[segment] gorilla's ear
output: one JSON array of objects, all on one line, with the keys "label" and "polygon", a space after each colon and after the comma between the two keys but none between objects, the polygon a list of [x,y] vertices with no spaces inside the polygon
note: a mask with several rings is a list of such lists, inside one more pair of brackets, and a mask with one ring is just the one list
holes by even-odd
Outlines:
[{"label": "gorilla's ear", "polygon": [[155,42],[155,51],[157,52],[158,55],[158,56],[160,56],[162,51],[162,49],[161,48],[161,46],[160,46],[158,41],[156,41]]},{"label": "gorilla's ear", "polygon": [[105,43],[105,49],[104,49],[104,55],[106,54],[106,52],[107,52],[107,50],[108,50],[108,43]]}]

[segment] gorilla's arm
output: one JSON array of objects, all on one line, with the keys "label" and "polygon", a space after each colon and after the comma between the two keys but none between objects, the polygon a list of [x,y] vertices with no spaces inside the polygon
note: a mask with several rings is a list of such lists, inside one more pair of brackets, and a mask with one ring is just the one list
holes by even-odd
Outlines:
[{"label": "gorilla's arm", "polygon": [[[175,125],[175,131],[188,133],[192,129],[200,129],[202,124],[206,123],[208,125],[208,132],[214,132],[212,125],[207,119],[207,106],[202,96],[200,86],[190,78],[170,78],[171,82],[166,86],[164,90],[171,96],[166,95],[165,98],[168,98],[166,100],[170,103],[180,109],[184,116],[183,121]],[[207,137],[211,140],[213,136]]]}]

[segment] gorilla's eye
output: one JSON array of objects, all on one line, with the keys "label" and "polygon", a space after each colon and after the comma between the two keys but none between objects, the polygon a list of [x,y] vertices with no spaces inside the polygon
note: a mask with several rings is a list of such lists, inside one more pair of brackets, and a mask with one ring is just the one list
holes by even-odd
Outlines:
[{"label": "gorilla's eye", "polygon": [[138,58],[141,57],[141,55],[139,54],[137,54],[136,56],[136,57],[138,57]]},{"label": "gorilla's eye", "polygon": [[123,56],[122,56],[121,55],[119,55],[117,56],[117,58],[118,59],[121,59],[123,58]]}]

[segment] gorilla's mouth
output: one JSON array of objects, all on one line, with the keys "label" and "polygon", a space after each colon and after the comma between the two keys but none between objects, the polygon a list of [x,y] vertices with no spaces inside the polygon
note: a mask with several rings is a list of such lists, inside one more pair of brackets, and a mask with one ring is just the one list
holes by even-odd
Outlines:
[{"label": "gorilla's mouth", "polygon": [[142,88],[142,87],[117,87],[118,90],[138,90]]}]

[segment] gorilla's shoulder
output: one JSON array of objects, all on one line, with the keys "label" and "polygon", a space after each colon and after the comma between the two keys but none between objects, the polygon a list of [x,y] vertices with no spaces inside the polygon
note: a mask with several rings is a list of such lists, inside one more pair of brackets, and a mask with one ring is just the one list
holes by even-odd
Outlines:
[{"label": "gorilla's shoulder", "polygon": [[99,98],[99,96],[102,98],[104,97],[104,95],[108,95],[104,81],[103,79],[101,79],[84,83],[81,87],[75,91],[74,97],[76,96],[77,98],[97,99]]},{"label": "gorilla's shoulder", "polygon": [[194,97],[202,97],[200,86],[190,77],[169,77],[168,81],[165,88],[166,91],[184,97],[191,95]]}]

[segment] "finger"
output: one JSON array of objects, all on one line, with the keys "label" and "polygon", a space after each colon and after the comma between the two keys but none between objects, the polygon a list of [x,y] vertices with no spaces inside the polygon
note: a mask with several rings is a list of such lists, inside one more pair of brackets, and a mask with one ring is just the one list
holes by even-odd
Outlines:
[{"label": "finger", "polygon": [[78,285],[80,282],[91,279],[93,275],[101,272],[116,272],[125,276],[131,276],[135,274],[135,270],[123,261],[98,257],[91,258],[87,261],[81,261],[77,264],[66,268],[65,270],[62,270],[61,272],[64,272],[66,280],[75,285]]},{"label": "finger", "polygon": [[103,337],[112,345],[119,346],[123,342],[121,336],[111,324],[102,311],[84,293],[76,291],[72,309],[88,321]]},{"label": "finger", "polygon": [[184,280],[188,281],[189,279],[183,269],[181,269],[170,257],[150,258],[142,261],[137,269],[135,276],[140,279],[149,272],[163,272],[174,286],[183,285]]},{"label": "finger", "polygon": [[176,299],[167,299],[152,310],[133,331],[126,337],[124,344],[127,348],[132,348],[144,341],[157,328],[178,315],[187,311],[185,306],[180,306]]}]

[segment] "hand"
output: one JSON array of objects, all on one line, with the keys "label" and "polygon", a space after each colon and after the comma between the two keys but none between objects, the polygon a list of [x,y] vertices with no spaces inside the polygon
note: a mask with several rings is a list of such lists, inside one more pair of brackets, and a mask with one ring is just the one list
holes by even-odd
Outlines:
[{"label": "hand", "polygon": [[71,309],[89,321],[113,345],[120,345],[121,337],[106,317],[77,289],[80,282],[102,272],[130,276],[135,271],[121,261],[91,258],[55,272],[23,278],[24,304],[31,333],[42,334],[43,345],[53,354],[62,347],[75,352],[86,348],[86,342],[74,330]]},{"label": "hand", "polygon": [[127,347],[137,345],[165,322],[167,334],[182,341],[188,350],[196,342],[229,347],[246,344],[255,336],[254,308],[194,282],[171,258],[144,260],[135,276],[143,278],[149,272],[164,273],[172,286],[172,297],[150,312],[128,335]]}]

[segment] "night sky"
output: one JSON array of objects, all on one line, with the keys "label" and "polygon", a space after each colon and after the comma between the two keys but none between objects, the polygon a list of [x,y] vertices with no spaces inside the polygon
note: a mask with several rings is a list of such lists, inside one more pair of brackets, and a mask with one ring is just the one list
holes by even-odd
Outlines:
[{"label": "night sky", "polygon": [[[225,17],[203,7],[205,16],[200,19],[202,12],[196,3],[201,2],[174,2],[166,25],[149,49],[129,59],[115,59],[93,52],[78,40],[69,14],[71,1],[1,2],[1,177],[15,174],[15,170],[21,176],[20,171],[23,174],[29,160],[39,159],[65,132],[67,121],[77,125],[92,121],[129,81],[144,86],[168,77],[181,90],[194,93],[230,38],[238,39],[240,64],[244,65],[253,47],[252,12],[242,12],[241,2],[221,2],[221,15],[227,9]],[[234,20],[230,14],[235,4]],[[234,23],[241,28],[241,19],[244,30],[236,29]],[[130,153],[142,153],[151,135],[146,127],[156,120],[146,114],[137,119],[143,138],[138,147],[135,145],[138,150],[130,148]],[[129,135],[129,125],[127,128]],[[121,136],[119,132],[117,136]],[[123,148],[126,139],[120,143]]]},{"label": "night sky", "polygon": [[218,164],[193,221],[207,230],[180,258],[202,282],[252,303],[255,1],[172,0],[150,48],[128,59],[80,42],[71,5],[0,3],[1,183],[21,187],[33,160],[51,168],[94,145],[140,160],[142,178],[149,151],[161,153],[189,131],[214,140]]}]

----------

WHAT THE TASK REQUIRES => Which lines of the items above contain the word "segment"? Gather each such line in full.

WRITTEN REPLY =>
[segment] gorilla's ear
[segment] gorilla's arm
[segment] gorilla's eye
[segment] gorilla's mouth
[segment] gorilla's shoulder
[segment] "finger"
[segment] "hand"
[segment] "night sky"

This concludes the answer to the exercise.